SOURCE EXCERPT:
^^^^

The CADET pipeline can also be used as a [SAOImageDS9](https://ds9.si.edu/) plugin which is installed together with the `pycadet` Python package. The CADET plugin requires that SAOImageDS9 is already installed on the system. To avoid conflicts (e.g. the CIAO installation of DS9), it is recommended to install `pycadet` using a system installation of Python3 rather than a Conda environment.

After the installation, the CADET plugin should be available in the *Analysis* menu of DS9. After clicking on the *CADET* option, a new window will appear, where the user can set several options: whether the prediction should be averaged over multiple input images by shifting by +/- 1 pixel (*Shift*); and whether the prediction should be decomposed into individual cavities (*Decompose*). When decomposing into individual cavities, the user can also set a pair of discrimination thresholds, where the first one (*Threshold1*) is used for volume error calibration and the second one (*Threshold2*) for false positive rate calibration (for more info see [Plšek et al. 2023](https://arxiv.org/abs/2304.05457)).

^^^^

In the CADET plugin excerpt, why does it recommend installing `pycadet` with a system installation of Python3 instead of a Conda environment?

DATA:
^^^^

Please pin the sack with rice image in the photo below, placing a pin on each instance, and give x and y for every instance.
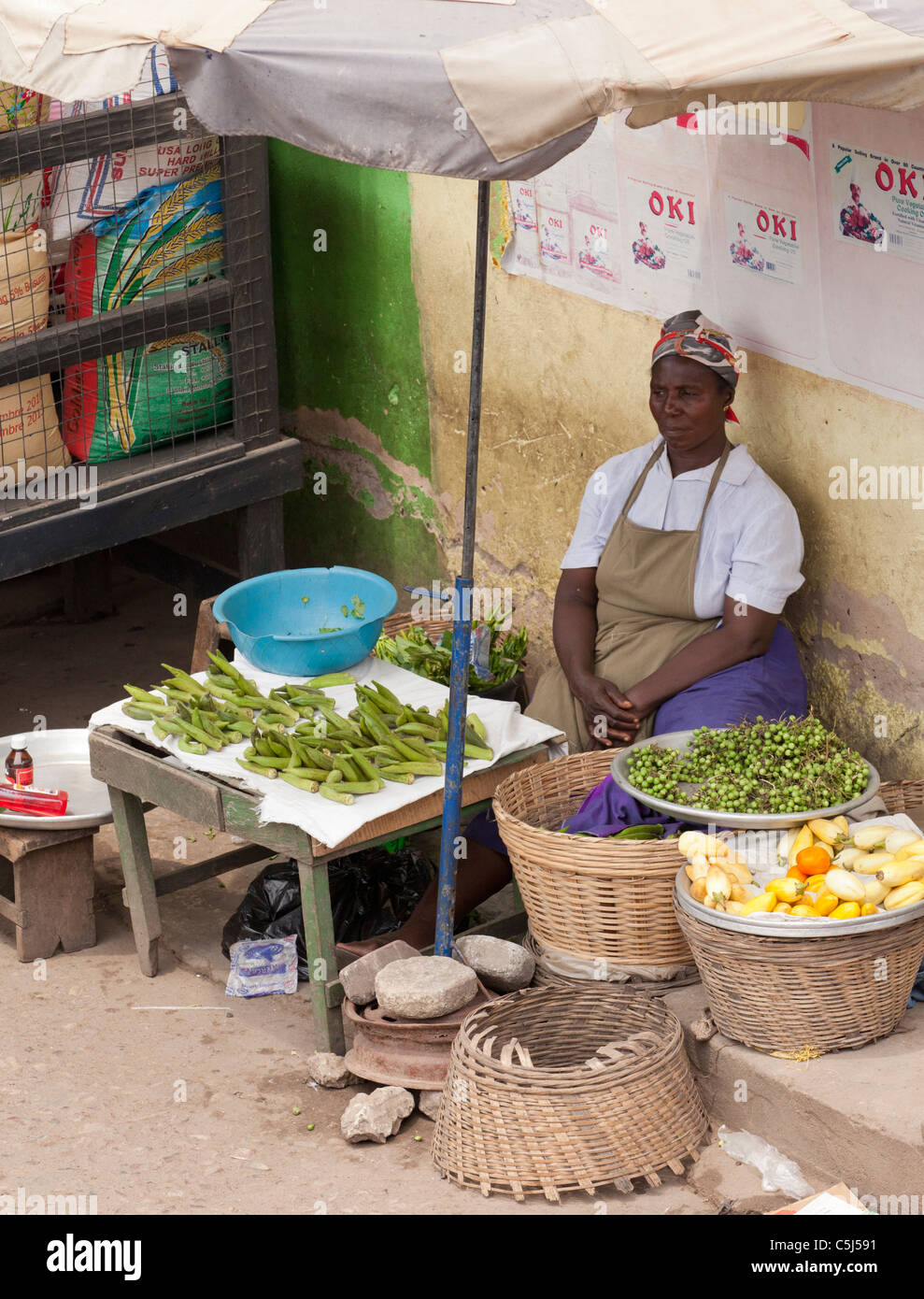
(170, 236)
(89, 190)
(29, 428)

^^^^

TASK ANSWER: The recommendation is meant to avoid conflicts. The excerpt gives the CIAO installation of DS9 as an example of such a conflict.